# What the exercise asks
The entries should be restated word for word.
+++ Data records +++
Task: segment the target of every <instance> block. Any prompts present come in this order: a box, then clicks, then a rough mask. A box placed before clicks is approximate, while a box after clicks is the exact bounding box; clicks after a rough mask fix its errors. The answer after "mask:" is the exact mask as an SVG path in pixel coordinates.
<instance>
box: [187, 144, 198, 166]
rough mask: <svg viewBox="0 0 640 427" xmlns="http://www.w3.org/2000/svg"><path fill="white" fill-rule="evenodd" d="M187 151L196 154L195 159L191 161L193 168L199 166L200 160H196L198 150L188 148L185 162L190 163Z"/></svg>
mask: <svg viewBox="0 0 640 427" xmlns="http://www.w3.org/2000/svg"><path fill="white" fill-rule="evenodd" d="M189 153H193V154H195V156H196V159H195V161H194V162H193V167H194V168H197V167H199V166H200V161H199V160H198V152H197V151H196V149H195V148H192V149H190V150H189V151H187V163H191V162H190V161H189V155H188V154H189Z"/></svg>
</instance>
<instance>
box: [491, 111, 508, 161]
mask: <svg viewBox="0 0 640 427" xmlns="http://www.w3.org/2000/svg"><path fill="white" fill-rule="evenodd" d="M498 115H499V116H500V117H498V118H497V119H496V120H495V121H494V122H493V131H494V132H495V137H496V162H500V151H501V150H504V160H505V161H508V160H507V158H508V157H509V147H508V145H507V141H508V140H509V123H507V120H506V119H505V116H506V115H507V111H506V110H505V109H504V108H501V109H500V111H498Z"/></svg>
+++
# Response area
Task: segment the target of every <instance> block. Any prompts present come in this order: a box, then clicks, then a rough mask. A box placed before clicks is approximate, while a box after clicks is the exact bounding box; clicks after a rough mask fix its errors. The answer after "mask:" is the exact mask as an SVG path in pixel coordinates.
<instance>
box: [187, 144, 198, 166]
rough mask: <svg viewBox="0 0 640 427" xmlns="http://www.w3.org/2000/svg"><path fill="white" fill-rule="evenodd" d="M187 151L196 154L195 159L191 161L193 168L199 166L200 160H196L198 150L188 148L185 162L190 163Z"/></svg>
mask: <svg viewBox="0 0 640 427" xmlns="http://www.w3.org/2000/svg"><path fill="white" fill-rule="evenodd" d="M189 153H193V154H195V156H196V159H195V161H194V162H193V167H194V168H197V167H199V166H200V161H199V160H198V152H197V151H196V149H195V148H192V149H190V150H189V151H187V163H191V162H190V161H189V155H188V154H189Z"/></svg>
</instance>
<instance>
box: [491, 111, 508, 161]
mask: <svg viewBox="0 0 640 427" xmlns="http://www.w3.org/2000/svg"><path fill="white" fill-rule="evenodd" d="M498 115H499V116H500V117H498V118H497V119H496V120H495V121H494V122H493V131H494V132H495V137H496V162H500V151H501V150H504V160H505V161H508V160H507V158H508V157H509V147H508V145H507V141H508V140H509V123H507V120H506V119H505V116H506V115H507V111H506V110H505V109H504V108H501V109H500V111H498Z"/></svg>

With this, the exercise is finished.